» **GIVEN TASK**
Pick out each line in the records below that contains the word "player" and copy those lines.

» **GIVEN INFORMATION**
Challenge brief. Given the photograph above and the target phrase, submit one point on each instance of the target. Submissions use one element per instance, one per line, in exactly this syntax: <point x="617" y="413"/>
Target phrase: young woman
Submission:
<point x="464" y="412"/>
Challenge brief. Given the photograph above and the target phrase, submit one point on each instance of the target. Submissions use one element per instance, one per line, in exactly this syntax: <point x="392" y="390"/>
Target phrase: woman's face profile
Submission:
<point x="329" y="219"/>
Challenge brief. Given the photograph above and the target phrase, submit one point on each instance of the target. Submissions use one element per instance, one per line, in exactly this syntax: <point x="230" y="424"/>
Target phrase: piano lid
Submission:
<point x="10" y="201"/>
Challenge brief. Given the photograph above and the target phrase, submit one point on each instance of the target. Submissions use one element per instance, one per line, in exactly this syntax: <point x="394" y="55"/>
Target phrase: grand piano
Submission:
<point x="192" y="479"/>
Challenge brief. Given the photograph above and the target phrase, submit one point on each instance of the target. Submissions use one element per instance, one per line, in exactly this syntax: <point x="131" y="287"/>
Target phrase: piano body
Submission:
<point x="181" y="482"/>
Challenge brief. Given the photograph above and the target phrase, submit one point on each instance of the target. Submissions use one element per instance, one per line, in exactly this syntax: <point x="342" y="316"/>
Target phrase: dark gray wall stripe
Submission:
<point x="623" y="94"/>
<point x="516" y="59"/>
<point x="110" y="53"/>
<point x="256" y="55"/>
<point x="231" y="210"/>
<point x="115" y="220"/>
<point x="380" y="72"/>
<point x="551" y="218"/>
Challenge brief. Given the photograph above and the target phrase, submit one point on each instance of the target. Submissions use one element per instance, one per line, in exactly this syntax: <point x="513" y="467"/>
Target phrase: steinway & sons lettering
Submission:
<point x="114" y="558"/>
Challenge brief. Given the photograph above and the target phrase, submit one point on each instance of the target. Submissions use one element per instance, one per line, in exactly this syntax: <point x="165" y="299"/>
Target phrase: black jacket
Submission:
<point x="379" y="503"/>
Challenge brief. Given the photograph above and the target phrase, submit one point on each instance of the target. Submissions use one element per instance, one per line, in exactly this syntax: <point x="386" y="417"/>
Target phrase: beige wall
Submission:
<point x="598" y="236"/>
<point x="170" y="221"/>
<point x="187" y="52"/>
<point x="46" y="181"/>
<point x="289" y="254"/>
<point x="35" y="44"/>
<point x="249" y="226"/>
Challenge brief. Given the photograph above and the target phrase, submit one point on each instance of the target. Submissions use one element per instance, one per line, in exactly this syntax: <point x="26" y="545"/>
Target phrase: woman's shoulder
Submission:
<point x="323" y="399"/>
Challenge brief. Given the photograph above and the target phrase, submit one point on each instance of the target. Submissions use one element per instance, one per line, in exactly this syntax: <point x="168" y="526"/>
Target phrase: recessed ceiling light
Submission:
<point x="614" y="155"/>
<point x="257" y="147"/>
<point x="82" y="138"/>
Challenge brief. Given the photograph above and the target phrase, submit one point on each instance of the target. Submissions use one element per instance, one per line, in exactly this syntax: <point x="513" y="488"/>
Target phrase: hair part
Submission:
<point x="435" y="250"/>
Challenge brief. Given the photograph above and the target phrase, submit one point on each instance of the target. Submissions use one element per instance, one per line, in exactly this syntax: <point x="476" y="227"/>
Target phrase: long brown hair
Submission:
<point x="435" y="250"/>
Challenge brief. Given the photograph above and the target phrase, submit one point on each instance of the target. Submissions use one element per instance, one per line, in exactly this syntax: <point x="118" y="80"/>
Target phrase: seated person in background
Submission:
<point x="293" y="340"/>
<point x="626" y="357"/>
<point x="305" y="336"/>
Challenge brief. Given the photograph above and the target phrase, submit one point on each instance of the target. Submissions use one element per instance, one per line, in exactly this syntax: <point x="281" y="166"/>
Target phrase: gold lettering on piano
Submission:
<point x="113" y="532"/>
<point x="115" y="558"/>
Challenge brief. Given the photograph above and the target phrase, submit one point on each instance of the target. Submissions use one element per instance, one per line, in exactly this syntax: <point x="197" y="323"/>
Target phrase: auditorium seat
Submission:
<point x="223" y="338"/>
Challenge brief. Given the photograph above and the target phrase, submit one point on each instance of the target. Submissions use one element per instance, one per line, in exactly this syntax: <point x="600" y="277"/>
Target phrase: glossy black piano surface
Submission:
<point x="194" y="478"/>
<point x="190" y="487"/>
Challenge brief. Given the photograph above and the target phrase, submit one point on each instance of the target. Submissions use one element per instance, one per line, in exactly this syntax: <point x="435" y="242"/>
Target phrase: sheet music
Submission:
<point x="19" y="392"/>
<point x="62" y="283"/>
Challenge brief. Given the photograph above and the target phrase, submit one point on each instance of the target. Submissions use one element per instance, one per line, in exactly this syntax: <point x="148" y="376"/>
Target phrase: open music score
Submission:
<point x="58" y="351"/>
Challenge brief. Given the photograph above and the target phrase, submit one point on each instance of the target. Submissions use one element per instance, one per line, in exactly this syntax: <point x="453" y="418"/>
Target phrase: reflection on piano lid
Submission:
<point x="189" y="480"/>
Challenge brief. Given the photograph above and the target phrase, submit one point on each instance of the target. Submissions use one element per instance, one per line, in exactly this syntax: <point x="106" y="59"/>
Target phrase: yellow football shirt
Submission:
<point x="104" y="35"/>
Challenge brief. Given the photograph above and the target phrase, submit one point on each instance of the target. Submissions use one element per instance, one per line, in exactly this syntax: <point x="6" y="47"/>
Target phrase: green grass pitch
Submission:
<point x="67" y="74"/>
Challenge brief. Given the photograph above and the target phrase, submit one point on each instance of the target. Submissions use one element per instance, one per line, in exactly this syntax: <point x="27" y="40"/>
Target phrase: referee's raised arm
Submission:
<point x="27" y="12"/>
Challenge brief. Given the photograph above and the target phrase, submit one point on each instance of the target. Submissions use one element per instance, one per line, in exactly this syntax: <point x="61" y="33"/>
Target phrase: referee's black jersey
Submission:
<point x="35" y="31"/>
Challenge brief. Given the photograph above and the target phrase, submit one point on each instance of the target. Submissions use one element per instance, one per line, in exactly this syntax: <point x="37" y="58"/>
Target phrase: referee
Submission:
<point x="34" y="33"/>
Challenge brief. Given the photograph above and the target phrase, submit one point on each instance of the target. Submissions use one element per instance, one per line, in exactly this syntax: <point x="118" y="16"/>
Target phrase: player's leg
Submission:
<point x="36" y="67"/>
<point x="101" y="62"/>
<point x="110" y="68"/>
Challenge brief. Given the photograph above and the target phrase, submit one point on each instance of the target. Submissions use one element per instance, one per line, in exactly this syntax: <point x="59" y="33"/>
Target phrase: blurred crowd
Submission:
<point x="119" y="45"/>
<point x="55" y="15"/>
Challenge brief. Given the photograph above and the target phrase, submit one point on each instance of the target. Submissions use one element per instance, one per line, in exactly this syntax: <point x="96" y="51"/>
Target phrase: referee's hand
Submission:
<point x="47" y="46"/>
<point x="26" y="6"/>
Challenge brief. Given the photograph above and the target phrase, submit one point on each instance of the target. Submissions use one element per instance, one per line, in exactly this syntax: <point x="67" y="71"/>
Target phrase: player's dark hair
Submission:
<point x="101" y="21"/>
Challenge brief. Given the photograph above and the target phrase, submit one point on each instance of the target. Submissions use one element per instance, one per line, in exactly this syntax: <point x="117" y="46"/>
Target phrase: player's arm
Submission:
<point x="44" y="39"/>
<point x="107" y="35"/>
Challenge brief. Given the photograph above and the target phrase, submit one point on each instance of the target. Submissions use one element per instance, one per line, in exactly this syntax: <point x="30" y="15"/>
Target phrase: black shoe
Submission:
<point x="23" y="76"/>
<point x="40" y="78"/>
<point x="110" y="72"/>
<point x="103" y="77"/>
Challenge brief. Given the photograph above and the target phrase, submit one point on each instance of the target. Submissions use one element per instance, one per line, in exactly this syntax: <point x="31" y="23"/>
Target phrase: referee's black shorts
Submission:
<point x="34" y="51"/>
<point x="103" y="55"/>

» **FINAL RESULT**
Target phrase: player's leg
Target phrase: player's dark hair
Target phrase: player's arm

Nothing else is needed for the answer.